◆ Document excerpt ◆
Symposium!

We’re excited to announce that the GRR network will soon be holding its first major event. With the generous support of Riksbankens Jublieumsfond, we’re organising an international symposium on Merovingian-period burial reopening, to be held at Stockholm University on 12th-13th January 2017. This will be the first conference on the widespread and fascinating phenomenon of early medieval grave disturbance since 1977!

The symposium has its own webpage with more information and a registration form at http://reopenedgraves.eu/events/

Hope to see you there!

Grave reopening at EAA 2015 in Glasgow

Edeltraud Aspöck and Alison Klevnäs will both be at the Glasgow EAA in September 2015 talking about disturbed burials.

We’re both in Session RI12 ‘Grave disturbances: the secondary manipulation of burials’ on 3/9/15 at 1330-1800 in James Watt South, Room 355.

Alison’s also in AM5 ‘Bridging scales: Local to global perspectives on mobility, interaction, and transmission in the first millennium AD’ on 5/9/15 at 0800-1000 in Mathematics Building, Room 214.

 

Abstract for EAA 2015 Session RI12 ‘Grave disturbances: the secondary manipulation of burials’

Dr AM Klevnäs, Department of Archaeology and Classical Studies, Stockholm University

Grave reopening in early medieval Europe: new research perspectives

This paper presents new research into a long-recognized phenomenon: the widespread reopening and ransacking of burials in the row-grave cemeteries of the Merovingian kingdoms. Grave disturbance has been recorded in hundreds of early medieval burial grounds since the 19th century, but until recently there was almost no synthetic work comparing evidence between sites and regions. The practice was commonly glossed as graverobbery, and assumed to be an unlawful activity with material motives. Hence reopening was for a long time seen mainly as a problem: disturbance not only of the dead but also of the archaeological resource, with analysis of burials, grave goods and social structures all hindered by interference with the original burial context.

◆ Stored rows ◆
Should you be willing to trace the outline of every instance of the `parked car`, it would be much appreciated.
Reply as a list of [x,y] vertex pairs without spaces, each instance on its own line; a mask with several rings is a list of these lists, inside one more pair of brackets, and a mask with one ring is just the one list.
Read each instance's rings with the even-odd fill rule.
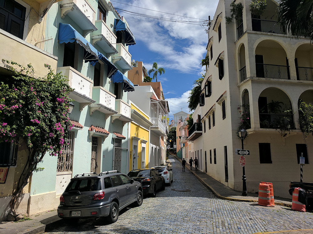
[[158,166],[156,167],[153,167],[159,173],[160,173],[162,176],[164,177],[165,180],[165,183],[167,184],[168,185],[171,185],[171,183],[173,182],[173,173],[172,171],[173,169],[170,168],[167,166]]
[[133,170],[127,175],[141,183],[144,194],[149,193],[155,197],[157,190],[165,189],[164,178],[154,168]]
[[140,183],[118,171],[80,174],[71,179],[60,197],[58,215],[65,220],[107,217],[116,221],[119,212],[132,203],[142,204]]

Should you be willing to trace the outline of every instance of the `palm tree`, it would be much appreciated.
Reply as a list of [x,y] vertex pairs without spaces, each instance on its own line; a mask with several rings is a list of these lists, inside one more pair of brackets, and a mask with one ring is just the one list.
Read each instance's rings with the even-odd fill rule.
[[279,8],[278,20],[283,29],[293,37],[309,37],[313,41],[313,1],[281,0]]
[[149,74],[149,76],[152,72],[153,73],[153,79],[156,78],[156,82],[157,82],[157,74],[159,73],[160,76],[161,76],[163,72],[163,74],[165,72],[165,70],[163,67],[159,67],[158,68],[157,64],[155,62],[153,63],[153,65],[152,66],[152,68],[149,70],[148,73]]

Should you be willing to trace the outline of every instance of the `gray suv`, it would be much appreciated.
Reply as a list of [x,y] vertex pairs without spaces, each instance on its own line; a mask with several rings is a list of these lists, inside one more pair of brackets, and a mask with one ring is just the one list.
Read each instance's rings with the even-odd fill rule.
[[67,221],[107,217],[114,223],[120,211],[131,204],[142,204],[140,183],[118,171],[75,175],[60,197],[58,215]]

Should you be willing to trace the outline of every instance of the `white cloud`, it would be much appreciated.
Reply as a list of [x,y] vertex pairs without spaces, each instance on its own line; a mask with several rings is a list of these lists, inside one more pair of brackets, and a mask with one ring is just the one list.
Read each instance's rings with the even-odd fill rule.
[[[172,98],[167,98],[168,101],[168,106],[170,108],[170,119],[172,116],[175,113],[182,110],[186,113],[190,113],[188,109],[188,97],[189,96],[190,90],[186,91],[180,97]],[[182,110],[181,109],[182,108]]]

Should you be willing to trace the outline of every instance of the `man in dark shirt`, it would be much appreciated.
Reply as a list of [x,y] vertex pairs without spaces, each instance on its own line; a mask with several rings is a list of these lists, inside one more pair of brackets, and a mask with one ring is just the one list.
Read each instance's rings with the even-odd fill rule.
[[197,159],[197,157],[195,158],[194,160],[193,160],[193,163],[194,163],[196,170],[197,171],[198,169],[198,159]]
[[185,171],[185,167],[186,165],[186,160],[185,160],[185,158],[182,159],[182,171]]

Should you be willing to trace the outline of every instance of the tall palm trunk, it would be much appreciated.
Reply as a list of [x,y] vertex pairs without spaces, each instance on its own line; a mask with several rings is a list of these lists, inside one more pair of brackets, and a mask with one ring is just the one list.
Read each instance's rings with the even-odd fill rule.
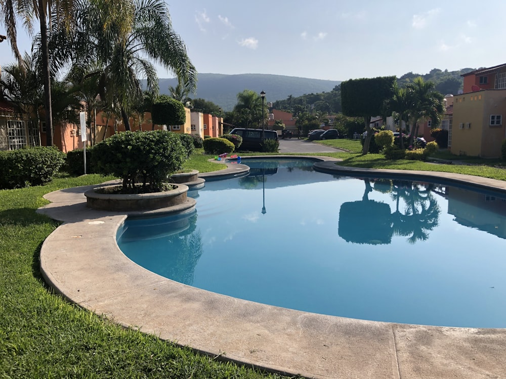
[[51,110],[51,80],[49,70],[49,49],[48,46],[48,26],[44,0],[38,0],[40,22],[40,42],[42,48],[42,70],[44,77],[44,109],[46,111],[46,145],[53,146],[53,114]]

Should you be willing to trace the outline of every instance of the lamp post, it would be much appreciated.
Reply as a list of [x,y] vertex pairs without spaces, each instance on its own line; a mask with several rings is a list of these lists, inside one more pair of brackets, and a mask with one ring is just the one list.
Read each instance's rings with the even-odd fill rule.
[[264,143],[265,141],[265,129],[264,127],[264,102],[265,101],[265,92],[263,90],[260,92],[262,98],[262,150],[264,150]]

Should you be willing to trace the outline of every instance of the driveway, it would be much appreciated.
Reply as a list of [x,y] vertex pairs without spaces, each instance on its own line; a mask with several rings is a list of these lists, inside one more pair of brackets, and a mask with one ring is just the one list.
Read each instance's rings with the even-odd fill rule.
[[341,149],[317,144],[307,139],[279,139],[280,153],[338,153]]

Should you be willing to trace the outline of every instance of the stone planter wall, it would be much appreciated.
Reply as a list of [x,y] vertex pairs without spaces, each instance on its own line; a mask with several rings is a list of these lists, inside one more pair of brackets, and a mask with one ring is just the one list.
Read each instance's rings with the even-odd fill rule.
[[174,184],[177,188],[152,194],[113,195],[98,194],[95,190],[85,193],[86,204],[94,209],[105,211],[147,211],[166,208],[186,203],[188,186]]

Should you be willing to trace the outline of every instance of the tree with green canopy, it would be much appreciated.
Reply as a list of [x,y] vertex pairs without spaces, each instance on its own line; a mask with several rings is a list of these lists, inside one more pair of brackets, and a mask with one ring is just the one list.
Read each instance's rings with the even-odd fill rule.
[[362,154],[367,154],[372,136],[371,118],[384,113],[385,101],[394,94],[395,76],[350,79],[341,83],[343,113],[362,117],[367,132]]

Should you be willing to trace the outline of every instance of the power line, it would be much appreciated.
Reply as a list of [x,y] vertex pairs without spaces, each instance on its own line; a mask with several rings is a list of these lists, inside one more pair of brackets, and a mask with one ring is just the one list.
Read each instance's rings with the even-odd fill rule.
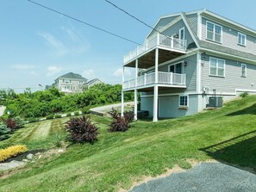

◆ Exercise directions ◆
From the grave reopening news text, reproduce verbatim everything from "The symposium has" down to "South, Room 355.".

◆ Complete output ◆
The symposium has its own webpage with more information and a registration form at http://reopenedgraves.eu/events/

Hope to see you there!

Grave reopening at EAA 2015 in Glasgow

Edeltraud Aspöck and Alison Klevnäs will both be at the Glasgow EAA in September 2015 talking about disturbed burials.

We’re both in Session RI12 ‘Grave disturbances: the secondary manipulation of burials’ on 3/9/15 at 1330-1800 in James Watt South, Room 355.